A finales del siglo XII, en 1190, en Europa se preparaba la Tercera Cruzada. Sin embargo, los bizantinos tenían una profunda desconfianza respecto a la capacidad organizativa de los cruzados para vencer a Saladino, Sultán de Egipto y principal defensor de la fe musulmana, y no les interesaba remover ese avispero. Por ese motivo se restaron a una cooperación decidida. Una serie de eventos circunstanciales provocaron que, tras un corto sitio, la ciudad cayera en manos de los cruzados, pero ello fue transitorio, puesto que fue reconquistada en 1261 por el emperador Miguel Paleólogo.[7] Hasta ese momento, Constantinopla había podido resistir todos los avances del islam, y en la entrada del mar Negro era un bastión del cristianismo ortodoxo al que eran tributarios los cristianos griegos, rusos y de otras naciones de Europa oriental. Esta vertiente del cristianismo alcanzó su maduración entre los siglos VIII y XI, separándose definitivamente del papado de Roma.

El fortalecimiento y la expansión del imperio turco otomano encendió las alarmas de las naciones de Europa occidental, en particular cuando el joven Mehemed II evidenció sus intenciones de tomar Constantinopla. Para Europa, un eventual triunfo de los turcos no solo era visto como una amenaza directa a sus posesiones territoriales, sino, además, poseía un significado místico, en que el islam se imponía finalmente frente al cristianismo, si bien ortodoxo, cristianismo al fin.

A pesar de los conflictos seculares entre los reinos y las dificultades propias de cada uno, los gobernantes no se mostraron del todo renuentes a prestar apoyo a sus parientes orientales.

Sin embargo, Nicolás V, el Papa de Roma, quien debía encabezar una alianza en defensa de la iglesia de Oriente, impuso tales condiciones a la iglesia ortodoxa, las que en suma implicaban la sumisión del Patriarca de Constantinopla al Papa, lo que hacía imposible que pudieran ser aceptadas. Así y todo, finalmente el emperador bizantino, Constantino XI, se impuso a la iglesia y los monjes ortodoxos, y aceptó las condiciones de Roma. Sin embargo, ya era tarde. Desde Venecia zarpó una flota de auxilio, pero en ausencia de vientos favorables quedó estacionada en la isla de Quíos. El 29 de mayo de 1453, luego del asalto final, Mehemed entró victorioso en Constantinopla al atardecer. Mil años después de la caída de Roma, desaparecía el imperio de Oriente y finalizaba la Edad Media, según los entendidos.

Entradas de señalamiento de objetos etiquetados:
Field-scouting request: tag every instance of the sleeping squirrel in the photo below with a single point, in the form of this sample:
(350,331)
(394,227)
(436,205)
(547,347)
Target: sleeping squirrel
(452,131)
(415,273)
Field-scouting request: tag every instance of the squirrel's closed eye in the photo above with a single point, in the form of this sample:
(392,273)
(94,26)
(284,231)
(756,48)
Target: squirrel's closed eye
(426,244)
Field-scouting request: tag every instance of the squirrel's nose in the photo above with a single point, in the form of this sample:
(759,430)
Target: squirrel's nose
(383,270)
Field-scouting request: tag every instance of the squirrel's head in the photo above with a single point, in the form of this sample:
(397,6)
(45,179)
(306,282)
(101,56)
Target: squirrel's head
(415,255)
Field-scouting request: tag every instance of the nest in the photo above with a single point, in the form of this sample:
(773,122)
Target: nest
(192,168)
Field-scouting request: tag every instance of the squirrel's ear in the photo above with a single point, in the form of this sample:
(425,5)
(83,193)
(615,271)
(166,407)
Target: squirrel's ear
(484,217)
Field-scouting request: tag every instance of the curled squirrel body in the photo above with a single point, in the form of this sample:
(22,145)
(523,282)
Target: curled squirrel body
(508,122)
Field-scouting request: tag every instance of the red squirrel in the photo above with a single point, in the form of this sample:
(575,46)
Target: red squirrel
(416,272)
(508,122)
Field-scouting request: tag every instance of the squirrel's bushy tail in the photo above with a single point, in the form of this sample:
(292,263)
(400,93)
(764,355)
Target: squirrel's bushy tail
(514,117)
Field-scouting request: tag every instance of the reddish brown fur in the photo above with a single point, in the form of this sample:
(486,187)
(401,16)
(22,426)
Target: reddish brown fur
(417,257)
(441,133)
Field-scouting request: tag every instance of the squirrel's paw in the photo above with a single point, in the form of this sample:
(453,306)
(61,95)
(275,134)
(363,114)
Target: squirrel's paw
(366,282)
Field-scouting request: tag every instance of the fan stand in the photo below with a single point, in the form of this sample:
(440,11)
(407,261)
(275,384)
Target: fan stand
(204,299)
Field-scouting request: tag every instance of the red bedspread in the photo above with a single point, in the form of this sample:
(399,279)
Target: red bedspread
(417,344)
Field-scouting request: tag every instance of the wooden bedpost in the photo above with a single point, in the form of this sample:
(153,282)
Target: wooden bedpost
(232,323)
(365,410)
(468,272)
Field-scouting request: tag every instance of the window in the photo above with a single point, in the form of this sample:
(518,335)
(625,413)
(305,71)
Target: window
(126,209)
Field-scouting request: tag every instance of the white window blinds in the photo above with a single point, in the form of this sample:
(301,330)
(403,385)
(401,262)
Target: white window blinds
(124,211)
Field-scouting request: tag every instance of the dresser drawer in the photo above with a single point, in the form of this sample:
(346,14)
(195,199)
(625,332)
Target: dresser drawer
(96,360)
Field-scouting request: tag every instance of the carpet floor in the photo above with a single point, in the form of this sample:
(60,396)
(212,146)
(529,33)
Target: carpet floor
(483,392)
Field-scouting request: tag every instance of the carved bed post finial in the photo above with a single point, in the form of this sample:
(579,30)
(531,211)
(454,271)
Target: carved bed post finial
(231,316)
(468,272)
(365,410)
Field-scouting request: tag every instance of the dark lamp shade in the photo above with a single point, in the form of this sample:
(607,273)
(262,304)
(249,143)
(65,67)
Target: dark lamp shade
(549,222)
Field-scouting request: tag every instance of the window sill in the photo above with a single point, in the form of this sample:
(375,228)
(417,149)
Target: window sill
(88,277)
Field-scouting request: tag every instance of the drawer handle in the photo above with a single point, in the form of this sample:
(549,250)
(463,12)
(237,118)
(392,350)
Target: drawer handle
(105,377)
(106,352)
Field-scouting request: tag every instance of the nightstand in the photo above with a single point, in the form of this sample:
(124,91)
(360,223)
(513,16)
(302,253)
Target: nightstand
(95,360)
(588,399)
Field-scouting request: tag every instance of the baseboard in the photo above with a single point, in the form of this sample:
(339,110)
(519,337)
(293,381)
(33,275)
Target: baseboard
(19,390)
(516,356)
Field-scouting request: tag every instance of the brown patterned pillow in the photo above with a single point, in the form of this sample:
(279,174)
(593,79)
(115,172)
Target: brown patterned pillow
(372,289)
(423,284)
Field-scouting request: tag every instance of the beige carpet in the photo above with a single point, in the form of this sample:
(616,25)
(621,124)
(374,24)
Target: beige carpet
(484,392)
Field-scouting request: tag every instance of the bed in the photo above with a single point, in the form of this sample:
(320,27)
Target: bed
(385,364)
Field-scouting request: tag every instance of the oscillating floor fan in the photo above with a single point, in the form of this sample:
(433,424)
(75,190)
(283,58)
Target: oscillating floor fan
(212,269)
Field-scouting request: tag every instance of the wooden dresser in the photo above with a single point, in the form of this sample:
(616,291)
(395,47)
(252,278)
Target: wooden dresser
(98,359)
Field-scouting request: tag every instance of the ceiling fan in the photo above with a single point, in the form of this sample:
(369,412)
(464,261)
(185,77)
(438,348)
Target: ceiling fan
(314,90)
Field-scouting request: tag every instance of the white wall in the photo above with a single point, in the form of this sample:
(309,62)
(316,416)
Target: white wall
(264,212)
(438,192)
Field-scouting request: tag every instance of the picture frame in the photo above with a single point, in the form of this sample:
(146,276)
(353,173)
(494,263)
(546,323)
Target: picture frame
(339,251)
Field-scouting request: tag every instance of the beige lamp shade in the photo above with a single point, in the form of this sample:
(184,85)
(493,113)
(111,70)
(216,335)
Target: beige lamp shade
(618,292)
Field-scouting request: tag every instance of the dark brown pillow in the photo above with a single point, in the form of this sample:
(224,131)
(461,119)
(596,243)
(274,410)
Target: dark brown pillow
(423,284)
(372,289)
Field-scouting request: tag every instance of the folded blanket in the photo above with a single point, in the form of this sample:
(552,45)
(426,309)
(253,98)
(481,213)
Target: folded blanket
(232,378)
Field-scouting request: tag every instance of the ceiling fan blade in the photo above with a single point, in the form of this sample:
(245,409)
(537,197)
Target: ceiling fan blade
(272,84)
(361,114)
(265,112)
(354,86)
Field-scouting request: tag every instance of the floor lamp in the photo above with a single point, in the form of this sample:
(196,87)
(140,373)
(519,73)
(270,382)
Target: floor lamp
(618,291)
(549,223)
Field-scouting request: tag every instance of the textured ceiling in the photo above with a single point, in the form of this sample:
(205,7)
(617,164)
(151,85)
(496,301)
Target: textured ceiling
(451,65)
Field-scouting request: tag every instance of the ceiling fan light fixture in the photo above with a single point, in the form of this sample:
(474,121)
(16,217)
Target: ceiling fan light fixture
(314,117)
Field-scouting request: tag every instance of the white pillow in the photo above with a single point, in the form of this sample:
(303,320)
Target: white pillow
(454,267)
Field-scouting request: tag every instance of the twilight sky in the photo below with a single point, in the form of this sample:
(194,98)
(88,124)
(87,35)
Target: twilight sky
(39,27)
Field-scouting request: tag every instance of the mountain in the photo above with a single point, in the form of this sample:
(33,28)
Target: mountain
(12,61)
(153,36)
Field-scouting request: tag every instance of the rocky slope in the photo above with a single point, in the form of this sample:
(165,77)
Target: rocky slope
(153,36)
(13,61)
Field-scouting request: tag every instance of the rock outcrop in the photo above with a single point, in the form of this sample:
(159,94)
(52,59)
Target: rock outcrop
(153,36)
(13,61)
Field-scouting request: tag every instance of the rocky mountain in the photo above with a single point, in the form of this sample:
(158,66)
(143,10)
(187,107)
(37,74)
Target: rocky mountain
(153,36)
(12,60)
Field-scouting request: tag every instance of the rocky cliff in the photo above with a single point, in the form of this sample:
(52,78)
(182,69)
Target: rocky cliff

PROBLEMAS POR RESOLVER:
1. Según el texto sobre la caída de Constantinopla, ¿en qué isla quedó estacionada la flota de auxilio que zarpó desde Venecia?
2. Retoma el texto sobre la caída de Constantinopla y continúalo a partir de su última oración.

RESPUESTAS DEL EJERCICIO:
1. En la isla de Quíos.

2.
Europa y su liderazgo espiritual consideraron que defender el cristianismo de Oriente no valía el esfuerzo que suponía tal empresa. Pero lo que estaba verdaderamente en juego era la bisagra entre los dos mundos. Es cierto que, a la postre, la interrupción del comercio y las rutas terrestres con las culturas orientales generó un incentivo para la innovación en las técnicas de navegación, pero postergó durante mucho tiempo los contactos y el establecimiento de rutas alternativas de intercambio y, por ende, una mayor integración entre las regiones.

La Guerra de Crimea

A mediados del siglo XIX el imperio otomano ya había iniciado su declive final. Este siglo recibió tempranamente la impronta de las guerras napoleónicas y en 1815 el Congreso de Viena había redefinido las fronteras europeas, lo que fue llamado el “Concierto Europeo”, destinado a asegurar la estabilidad de la región luego de seculares conflictos. En él participaban Austria, Prusia, Rusia y Gran Bretaña, sumándose Francia posteriormente. Ese objetivo se veía seriamente comprometido si el equilibrio emergente del Concierto enfrentaba el debilitamiento o el fortalecimiento relativo de alguno de sus miembros. En atención a ello, imperaba cierto temor respecto a que Rusia pudiera resarcirse de los distintos momentos en que las alianzas y relaciones diplomáticas del imperio otomano le habían impedido materializar sus objetivos de control del mar Negro y su reconocimiento en la defensa de los cristianos de Oriente.

Más allá del cálculo político que las cancillerías europeas realizaban a la hora de definir sus pasos, primaba un profundo sentimiento de desconfianza hacia Rusia y, en el caso de Gran Bretaña, definitivamente una gran aversión.[8] Ello se hizo patente en la visita del Zar a su familia política en Inglaterra. En esa ocasión, la prensa hizo escarnio del atraso de Rusia en términos políticos e incluso en algunos comportamientos sociales. Movilizó a la opinión pública agitando la amenaza que suponía para Occidente, “los afanes expansionistas de Rusia a costa del debilitado imperio otomano.” Si Nicolás I tenía la intención de mejorar las relaciones con Inglaterra, esperando neutralizar una reacción adversa a su intento de mejorar su posición frente a los turcos, no lo logró.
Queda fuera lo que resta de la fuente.